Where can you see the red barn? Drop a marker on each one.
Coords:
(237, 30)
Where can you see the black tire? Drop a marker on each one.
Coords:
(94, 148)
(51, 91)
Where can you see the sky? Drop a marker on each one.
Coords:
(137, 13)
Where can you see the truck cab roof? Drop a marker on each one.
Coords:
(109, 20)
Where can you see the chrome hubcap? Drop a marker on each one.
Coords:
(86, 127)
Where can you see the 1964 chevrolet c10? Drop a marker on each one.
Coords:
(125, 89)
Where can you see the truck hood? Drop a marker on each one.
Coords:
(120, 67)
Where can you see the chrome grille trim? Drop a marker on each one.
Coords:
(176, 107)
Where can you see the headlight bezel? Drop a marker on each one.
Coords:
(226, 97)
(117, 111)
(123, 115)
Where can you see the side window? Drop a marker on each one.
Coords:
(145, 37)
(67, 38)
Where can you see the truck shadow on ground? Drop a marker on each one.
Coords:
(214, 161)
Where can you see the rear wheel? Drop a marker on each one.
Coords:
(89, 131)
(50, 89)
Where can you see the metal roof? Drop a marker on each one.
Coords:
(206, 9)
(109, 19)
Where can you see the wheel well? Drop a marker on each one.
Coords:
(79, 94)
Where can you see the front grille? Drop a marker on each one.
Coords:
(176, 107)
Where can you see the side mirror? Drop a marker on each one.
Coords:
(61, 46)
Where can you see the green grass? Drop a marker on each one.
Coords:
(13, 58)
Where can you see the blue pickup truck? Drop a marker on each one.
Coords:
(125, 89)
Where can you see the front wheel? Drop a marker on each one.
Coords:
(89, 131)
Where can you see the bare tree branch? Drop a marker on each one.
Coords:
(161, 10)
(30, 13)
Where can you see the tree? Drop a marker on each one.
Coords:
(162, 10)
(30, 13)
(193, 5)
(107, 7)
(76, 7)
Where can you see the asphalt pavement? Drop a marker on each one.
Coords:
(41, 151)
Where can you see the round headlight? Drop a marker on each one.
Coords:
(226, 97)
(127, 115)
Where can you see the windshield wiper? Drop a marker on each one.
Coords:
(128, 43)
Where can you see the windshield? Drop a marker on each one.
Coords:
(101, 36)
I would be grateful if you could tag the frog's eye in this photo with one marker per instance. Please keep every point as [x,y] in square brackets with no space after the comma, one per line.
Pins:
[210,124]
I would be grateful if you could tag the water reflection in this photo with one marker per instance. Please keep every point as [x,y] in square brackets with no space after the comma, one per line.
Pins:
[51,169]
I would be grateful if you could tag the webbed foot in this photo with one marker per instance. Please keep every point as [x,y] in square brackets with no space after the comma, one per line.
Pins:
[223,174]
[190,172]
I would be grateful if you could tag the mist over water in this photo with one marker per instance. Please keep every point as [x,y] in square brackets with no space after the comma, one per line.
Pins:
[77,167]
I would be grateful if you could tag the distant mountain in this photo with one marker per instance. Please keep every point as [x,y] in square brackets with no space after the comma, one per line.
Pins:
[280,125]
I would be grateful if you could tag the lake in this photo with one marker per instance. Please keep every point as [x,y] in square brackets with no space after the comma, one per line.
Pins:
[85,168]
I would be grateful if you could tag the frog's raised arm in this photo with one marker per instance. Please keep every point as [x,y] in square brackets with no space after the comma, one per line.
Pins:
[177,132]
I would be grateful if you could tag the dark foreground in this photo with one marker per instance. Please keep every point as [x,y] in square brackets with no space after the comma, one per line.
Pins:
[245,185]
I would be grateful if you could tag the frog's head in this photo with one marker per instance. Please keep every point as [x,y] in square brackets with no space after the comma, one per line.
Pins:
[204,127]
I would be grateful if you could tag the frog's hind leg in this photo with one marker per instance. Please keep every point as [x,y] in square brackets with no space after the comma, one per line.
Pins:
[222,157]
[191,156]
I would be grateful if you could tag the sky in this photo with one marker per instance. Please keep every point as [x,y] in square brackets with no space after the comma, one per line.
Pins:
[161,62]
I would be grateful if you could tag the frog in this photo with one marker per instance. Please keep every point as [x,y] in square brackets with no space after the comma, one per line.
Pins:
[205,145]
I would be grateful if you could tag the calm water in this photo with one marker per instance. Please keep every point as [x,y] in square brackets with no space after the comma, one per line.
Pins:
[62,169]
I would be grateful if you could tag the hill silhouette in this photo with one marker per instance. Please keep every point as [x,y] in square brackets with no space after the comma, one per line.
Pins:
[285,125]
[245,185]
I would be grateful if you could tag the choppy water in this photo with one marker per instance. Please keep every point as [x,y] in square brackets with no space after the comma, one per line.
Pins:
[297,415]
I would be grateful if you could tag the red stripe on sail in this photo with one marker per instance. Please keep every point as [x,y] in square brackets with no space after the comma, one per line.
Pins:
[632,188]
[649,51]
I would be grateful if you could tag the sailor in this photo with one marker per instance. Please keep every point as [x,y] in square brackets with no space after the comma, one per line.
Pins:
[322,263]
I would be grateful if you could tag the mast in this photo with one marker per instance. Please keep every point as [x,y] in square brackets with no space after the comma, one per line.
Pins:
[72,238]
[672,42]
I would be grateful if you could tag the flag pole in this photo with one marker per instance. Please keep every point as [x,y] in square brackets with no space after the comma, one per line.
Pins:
● ● ● ● ● ● ●
◆ **The problem**: Read the entries and select each line where the word "side" is found.

◆ **Output for this exercise**:
Where can you see the side window? Drop a marker on each one.
Where can you see the side mirror? Drop a marker on each one.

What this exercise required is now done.